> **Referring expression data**
========================
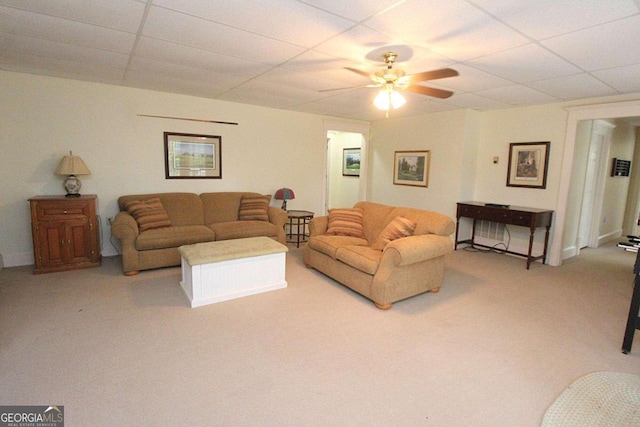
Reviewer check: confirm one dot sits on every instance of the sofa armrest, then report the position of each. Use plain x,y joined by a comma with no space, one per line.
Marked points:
318,225
277,216
413,249
125,228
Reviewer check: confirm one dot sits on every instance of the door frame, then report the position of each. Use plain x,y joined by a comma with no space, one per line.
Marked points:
575,114
352,127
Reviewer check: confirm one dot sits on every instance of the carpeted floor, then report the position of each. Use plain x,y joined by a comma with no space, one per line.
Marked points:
495,347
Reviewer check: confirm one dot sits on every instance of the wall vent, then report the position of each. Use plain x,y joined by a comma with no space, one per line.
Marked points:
490,230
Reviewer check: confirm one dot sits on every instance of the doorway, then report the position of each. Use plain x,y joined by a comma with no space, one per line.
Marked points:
575,115
593,193
346,144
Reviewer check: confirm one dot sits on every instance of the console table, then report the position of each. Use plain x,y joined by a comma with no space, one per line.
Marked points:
514,215
300,219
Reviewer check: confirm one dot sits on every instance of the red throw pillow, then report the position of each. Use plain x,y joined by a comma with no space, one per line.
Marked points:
254,208
399,227
149,214
346,222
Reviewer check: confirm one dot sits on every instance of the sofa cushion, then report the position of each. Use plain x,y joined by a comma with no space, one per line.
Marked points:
329,245
174,204
149,214
240,229
399,227
362,258
428,222
345,222
254,208
171,237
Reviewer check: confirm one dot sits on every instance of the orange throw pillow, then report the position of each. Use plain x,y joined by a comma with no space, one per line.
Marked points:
346,222
254,208
149,214
399,227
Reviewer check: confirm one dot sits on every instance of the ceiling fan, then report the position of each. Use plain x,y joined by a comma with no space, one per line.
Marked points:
391,79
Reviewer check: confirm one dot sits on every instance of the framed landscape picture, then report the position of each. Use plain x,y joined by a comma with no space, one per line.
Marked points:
192,156
411,168
351,162
528,164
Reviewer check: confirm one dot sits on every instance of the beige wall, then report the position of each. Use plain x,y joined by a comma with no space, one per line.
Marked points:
343,190
42,118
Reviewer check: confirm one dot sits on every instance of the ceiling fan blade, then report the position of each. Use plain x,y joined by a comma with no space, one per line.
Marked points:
342,88
433,75
429,91
355,70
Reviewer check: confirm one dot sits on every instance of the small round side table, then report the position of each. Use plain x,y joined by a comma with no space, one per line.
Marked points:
299,220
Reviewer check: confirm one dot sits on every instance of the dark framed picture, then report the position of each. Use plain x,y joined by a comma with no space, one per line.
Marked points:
351,162
191,156
411,168
528,164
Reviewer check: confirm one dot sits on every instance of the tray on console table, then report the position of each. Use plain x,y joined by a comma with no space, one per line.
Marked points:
532,218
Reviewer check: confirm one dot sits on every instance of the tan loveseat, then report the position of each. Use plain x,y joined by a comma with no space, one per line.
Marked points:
405,267
193,219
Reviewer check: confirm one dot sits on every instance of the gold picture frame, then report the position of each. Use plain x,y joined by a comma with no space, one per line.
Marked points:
192,156
528,164
411,168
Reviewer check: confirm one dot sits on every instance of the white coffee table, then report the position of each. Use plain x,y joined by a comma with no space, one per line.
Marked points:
227,269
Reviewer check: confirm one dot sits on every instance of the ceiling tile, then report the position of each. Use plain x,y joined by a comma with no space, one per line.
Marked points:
171,26
524,64
356,10
123,15
296,22
598,48
470,79
57,67
161,50
624,79
217,82
517,95
45,27
477,102
548,18
454,29
574,87
47,49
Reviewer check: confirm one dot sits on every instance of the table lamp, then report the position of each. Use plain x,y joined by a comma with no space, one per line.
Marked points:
71,166
284,194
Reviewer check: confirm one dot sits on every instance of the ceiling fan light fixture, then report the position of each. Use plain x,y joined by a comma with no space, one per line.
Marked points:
389,98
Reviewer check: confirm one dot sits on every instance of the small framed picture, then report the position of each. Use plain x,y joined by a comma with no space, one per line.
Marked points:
351,162
191,156
528,164
411,168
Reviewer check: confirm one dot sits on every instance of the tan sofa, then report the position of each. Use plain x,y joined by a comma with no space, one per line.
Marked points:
194,219
407,266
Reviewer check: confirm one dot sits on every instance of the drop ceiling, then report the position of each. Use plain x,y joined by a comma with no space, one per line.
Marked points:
282,53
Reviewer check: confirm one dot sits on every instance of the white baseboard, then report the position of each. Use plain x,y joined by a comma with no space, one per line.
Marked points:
17,259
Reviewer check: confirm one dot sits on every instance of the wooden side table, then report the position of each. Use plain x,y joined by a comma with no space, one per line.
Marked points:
65,233
298,219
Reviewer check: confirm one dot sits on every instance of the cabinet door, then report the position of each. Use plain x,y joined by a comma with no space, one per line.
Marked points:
79,247
52,246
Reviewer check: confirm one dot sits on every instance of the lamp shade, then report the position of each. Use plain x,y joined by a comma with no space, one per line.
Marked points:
389,98
72,165
284,194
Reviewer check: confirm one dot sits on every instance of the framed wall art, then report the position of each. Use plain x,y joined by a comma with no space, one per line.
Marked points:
351,162
411,168
528,164
191,156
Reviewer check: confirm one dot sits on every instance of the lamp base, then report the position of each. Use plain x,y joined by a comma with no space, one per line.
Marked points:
72,184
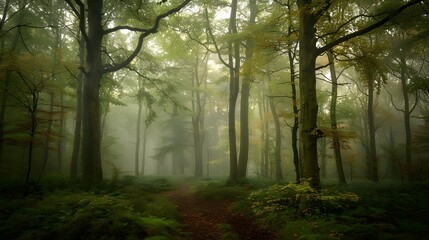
========================
> **EXERCISE PROMPT**
For every line above that holds the string "side", add one to a count; give that count alone.

> **YOUR SOLUTION**
2